## Begin DATA SUPPLIED

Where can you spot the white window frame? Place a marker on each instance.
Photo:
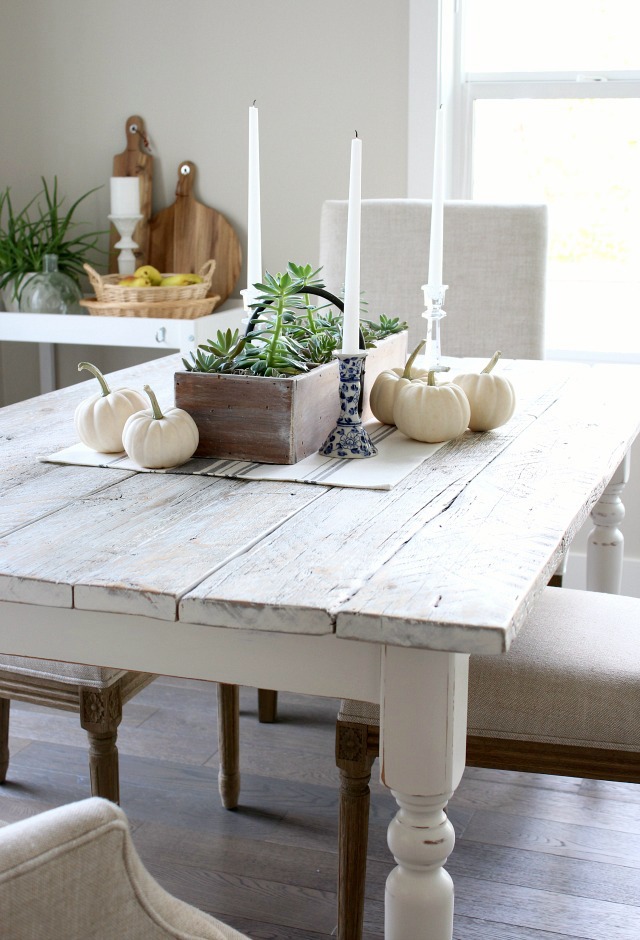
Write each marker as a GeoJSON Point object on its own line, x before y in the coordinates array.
{"type": "Point", "coordinates": [467, 88]}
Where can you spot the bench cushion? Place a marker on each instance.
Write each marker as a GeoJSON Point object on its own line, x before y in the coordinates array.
{"type": "Point", "coordinates": [96, 677]}
{"type": "Point", "coordinates": [580, 688]}
{"type": "Point", "coordinates": [572, 677]}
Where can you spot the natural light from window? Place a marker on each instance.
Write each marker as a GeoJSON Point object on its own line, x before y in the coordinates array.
{"type": "Point", "coordinates": [579, 155]}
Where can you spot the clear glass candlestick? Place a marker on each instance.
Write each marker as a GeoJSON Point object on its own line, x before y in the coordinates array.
{"type": "Point", "coordinates": [349, 437]}
{"type": "Point", "coordinates": [434, 299]}
{"type": "Point", "coordinates": [126, 225]}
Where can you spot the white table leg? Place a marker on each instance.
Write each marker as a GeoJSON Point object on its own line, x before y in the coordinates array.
{"type": "Point", "coordinates": [422, 754]}
{"type": "Point", "coordinates": [47, 361]}
{"type": "Point", "coordinates": [605, 548]}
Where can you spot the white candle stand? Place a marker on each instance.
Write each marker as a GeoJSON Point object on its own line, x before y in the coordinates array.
{"type": "Point", "coordinates": [434, 299]}
{"type": "Point", "coordinates": [125, 225]}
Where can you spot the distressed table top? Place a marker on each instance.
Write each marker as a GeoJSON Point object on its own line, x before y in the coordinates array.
{"type": "Point", "coordinates": [452, 558]}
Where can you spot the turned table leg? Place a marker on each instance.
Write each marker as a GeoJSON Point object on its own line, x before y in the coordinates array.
{"type": "Point", "coordinates": [605, 549]}
{"type": "Point", "coordinates": [229, 744]}
{"type": "Point", "coordinates": [356, 750]}
{"type": "Point", "coordinates": [422, 755]}
{"type": "Point", "coordinates": [5, 705]}
{"type": "Point", "coordinates": [267, 705]}
{"type": "Point", "coordinates": [100, 715]}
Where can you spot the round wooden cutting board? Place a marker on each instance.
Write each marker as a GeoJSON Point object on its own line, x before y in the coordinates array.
{"type": "Point", "coordinates": [185, 235]}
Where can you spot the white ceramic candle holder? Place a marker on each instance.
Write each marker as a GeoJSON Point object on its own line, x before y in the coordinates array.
{"type": "Point", "coordinates": [125, 225]}
{"type": "Point", "coordinates": [434, 299]}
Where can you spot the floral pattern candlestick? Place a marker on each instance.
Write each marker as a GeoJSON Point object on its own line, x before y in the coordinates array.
{"type": "Point", "coordinates": [349, 438]}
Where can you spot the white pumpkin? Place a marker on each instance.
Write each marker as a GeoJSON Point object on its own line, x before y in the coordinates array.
{"type": "Point", "coordinates": [155, 440]}
{"type": "Point", "coordinates": [100, 420]}
{"type": "Point", "coordinates": [492, 398]}
{"type": "Point", "coordinates": [432, 413]}
{"type": "Point", "coordinates": [386, 386]}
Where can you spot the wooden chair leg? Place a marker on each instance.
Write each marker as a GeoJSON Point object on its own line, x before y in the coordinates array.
{"type": "Point", "coordinates": [5, 705]}
{"type": "Point", "coordinates": [267, 706]}
{"type": "Point", "coordinates": [100, 715]}
{"type": "Point", "coordinates": [356, 750]}
{"type": "Point", "coordinates": [229, 744]}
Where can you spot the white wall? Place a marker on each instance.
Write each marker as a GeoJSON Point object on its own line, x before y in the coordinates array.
{"type": "Point", "coordinates": [71, 72]}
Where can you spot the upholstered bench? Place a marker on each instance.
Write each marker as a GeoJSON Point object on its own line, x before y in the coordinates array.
{"type": "Point", "coordinates": [97, 694]}
{"type": "Point", "coordinates": [565, 700]}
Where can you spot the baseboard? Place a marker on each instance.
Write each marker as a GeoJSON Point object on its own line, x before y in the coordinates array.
{"type": "Point", "coordinates": [576, 574]}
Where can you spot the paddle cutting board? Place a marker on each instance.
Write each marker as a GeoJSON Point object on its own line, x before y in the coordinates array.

## End DATA SUPPLIED

**WHAT NEEDS TO BE DONE**
Nothing in the entries above should change when they are printed again, except that the pictures are dropped.

**TASK ANSWER**
Where can you spot the white window frame? Place a marker on each instance.
Photo:
Write each marker as a GeoJSON Point object on its own line, x before y in the coordinates array.
{"type": "Point", "coordinates": [467, 88]}
Where can you spot the bench cushion? Place a marker on each instance.
Write each marker as a GeoJSON Point object on its own line, x before y in the coordinates array.
{"type": "Point", "coordinates": [96, 677]}
{"type": "Point", "coordinates": [580, 688]}
{"type": "Point", "coordinates": [572, 677]}
Where can you spot the natural light from window? Place a marker on each instance.
Write each marker as a GeoJSON Point object on its own line, x before y in the coordinates array.
{"type": "Point", "coordinates": [579, 155]}
Where can you spot the clear glass candlestick? Place a marker on each instance.
Write each marker as a GeoJSON Point object on its own line, x before y in the coordinates array.
{"type": "Point", "coordinates": [349, 437]}
{"type": "Point", "coordinates": [434, 299]}
{"type": "Point", "coordinates": [126, 225]}
Where can you spot the white table leg? Place a marker on each instance.
Write each marker as a GeoJSON Point object on its own line, x before y in the coordinates array.
{"type": "Point", "coordinates": [422, 754]}
{"type": "Point", "coordinates": [47, 361]}
{"type": "Point", "coordinates": [605, 548]}
Where can you spot the white candle stand? Place a marker on each instance.
Write each marker as a GeoJSON Point object on its own line, x before y in the coordinates array.
{"type": "Point", "coordinates": [434, 299]}
{"type": "Point", "coordinates": [125, 225]}
Where can you spot the distressed table top? Place a marker on each instance.
Write each marker as a GeoJSON Point object on its own line, x before y in the coordinates array.
{"type": "Point", "coordinates": [452, 558]}
Where can you spot the turned table leg? Place a marker on each instance.
Write each marker as a GeoJSON Point object on its own line, x before y in the coordinates array.
{"type": "Point", "coordinates": [605, 549]}
{"type": "Point", "coordinates": [229, 744]}
{"type": "Point", "coordinates": [356, 750]}
{"type": "Point", "coordinates": [422, 755]}
{"type": "Point", "coordinates": [5, 705]}
{"type": "Point", "coordinates": [267, 705]}
{"type": "Point", "coordinates": [100, 715]}
Where can you spot the round wooden cutting board? Place a marker on each instance.
Write each marker as a GeoJSON Point object on its own line, x before y in the coordinates array.
{"type": "Point", "coordinates": [185, 235]}
Where can you spot the white ceramic candle holder? Place a marker on each instance.
Write each marker as a GeoJSON Point object on its own line, x before y in the coordinates array.
{"type": "Point", "coordinates": [125, 225]}
{"type": "Point", "coordinates": [434, 299]}
Where can you spot the floral pattern candlestick? Place a marker on each instance.
Write each marker as a GeoJSON Point object on its own line, x before y in the coordinates array.
{"type": "Point", "coordinates": [349, 438]}
Where can you spot the white pumpkin? Place a marker on each instance.
Write each marker as a GeoJSON Point object on its own line, x before y in the coordinates array.
{"type": "Point", "coordinates": [155, 440]}
{"type": "Point", "coordinates": [100, 420]}
{"type": "Point", "coordinates": [492, 398]}
{"type": "Point", "coordinates": [432, 413]}
{"type": "Point", "coordinates": [386, 386]}
Where can you spot the wooden chair leg? Place a marker on each instance.
Write each marker as a GeoJSON Point object on its own line, x before y in the coordinates array.
{"type": "Point", "coordinates": [5, 705]}
{"type": "Point", "coordinates": [267, 706]}
{"type": "Point", "coordinates": [100, 715]}
{"type": "Point", "coordinates": [356, 750]}
{"type": "Point", "coordinates": [229, 744]}
Where can you spot the white wall? Place a marker on each instance.
Write each marker as a GeoJSON Point object on its own line, x before y in the coordinates array.
{"type": "Point", "coordinates": [71, 72]}
Where can you spot the upholstered bench? Place a marker on each instance.
Write each marker as a GeoJSON Point object on its own line, x before y in the coordinates array.
{"type": "Point", "coordinates": [97, 694]}
{"type": "Point", "coordinates": [565, 700]}
Where can you spot the baseboard? Place a marker on each instance.
Write each marker as a GeoJSON Point object on its own line, x before y in the coordinates array.
{"type": "Point", "coordinates": [576, 574]}
Where can you spot the paddle cutting board? Place a marker on each instance.
Write each marker as a GeoJSON Point object on its own line, x before y in the coordinates array.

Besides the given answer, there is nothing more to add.